1. Acceptance: This
Sales Orders is Selective Esthetics acknowledgment
of Buyer's purchase order and shall constitute
the terms and conditions of sale or such
other terms and conditions as may be approved
in writing by Selective Esthetics. The
terms and conditions contained in this
Sales Order constitute the acknowledgment
in any purchase order (contract) relating
to the subject matter hereof.
2. Prices: The prices stated herein are
F.O.B. the designated plant of Selective
Esthetics. Buyer is responsible for payment,
in addition to the stated prices, of any
taxes, insurance, imposts, duty, cartage
or similar charges. If Buyer requests
special packaging or handling, such shall
be provided at additional costs to Buyer.
Prices are subject to change without notice-
3. Payment: All payments for material
delivered under this order are payable
only in US dollars. All terms are from
the date of invoice or shipment, whichever
is sooner. Buyer's credit shall be subject
to Selective Esthetics' continuing approval.
In the event Buyer's credit position in
the opinion of Selective Esthetics, is
unsatisfactory or becomes impaired, the
payment, security or guarantee demanded,
or if Buyer is in default in any payment
or any proceedings, voluntary, or involuntary,
are instituted by or against the buyer
in Bankruptcy or insolvency or under any
provision of the US Bankruptcy Art, or
for the appointment of a receiver or trustee
or an assignee for the benefit of creditors.
Selective Esthetics may cancel this order,
refuse to deliver and undelivered goods
and Buyer shall immediately become liable
to Selective Esthetics for unpaid price
of all goods delivered, all goods in process
of manufacture, all tools and dies, and
for any and all other damages, including
loss of reasonable profits caused by Buyer's
default. Selective Esthetics may charge
Buyer interest at the maximum legal rate
of interest on the unpaid invoices from
the due dates thereof, together with all
cost of collection, including reasonable
attorney's fees. The foregoing rights
are without prejudice to any other lawful
remedy, including, without limitation,
the right to claim any goods received
on credit by the Buyer while solvent.

Records from a collection:
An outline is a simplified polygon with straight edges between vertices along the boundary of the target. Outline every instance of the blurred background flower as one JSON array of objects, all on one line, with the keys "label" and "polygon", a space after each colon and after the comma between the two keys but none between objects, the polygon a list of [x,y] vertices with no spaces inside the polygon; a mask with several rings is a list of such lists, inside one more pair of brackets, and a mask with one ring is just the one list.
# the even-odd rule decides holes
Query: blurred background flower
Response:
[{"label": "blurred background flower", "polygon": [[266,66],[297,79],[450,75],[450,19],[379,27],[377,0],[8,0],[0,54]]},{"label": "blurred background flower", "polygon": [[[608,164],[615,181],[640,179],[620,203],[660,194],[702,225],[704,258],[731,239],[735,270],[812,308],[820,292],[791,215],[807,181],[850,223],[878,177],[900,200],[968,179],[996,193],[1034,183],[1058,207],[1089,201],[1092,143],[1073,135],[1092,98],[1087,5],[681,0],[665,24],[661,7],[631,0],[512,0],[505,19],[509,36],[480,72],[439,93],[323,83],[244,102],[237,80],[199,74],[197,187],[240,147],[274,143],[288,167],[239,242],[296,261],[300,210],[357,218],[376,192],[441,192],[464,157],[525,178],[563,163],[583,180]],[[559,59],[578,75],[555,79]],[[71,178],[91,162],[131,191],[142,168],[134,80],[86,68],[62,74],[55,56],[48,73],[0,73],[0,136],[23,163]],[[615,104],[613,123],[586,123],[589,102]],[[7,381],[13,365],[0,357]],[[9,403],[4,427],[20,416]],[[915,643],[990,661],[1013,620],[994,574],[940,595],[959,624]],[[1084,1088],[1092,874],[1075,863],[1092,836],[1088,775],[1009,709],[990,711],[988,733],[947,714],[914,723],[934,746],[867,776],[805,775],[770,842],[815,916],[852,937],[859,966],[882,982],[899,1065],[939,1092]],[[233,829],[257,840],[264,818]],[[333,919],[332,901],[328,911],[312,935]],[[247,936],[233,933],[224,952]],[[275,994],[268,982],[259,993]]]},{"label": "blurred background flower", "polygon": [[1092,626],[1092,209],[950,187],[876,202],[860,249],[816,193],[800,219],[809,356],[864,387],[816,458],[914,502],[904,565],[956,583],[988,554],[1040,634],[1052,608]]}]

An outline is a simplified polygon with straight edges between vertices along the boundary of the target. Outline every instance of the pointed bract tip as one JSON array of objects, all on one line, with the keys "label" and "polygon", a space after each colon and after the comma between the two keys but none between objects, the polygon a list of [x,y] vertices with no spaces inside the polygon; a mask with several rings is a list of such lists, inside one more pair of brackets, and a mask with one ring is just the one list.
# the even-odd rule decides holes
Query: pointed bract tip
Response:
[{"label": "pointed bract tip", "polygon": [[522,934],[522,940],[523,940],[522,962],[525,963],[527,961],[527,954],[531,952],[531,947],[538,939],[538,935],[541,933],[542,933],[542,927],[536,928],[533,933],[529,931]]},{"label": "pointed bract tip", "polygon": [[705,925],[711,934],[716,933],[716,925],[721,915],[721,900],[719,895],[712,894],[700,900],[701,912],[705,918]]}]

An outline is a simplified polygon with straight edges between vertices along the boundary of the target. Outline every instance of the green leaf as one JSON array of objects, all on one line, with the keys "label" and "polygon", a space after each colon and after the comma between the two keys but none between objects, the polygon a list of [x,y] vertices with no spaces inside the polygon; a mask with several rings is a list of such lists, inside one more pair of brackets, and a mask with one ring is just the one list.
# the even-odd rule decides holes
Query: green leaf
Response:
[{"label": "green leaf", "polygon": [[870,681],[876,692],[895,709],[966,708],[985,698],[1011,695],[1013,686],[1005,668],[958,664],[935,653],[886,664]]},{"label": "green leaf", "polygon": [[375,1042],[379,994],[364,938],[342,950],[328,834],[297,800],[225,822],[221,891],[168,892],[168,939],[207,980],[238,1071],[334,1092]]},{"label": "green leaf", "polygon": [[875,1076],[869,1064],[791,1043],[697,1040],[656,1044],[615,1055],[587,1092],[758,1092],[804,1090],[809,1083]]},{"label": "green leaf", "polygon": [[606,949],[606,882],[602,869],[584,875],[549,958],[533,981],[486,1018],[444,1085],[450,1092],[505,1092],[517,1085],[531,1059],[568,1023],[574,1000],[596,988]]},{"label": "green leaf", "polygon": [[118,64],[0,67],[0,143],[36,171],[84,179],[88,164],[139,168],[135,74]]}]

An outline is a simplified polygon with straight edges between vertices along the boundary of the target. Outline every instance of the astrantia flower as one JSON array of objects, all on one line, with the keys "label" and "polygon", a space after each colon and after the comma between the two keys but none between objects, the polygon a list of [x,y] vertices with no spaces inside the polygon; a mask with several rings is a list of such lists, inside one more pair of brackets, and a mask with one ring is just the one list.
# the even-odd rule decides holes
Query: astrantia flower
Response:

• Given exercise 1
According to the sales order terms, in what currency must all payments be made?
• Given exercise 2
Gather every line of the listing that contains the string "Query".
The text and the listing have no connection to each other.

• Full solution 1
US dollars.

• Full solution 2
Query: blurred background flower
Query: pointed bract tip
Query: green leaf
Query: astrantia flower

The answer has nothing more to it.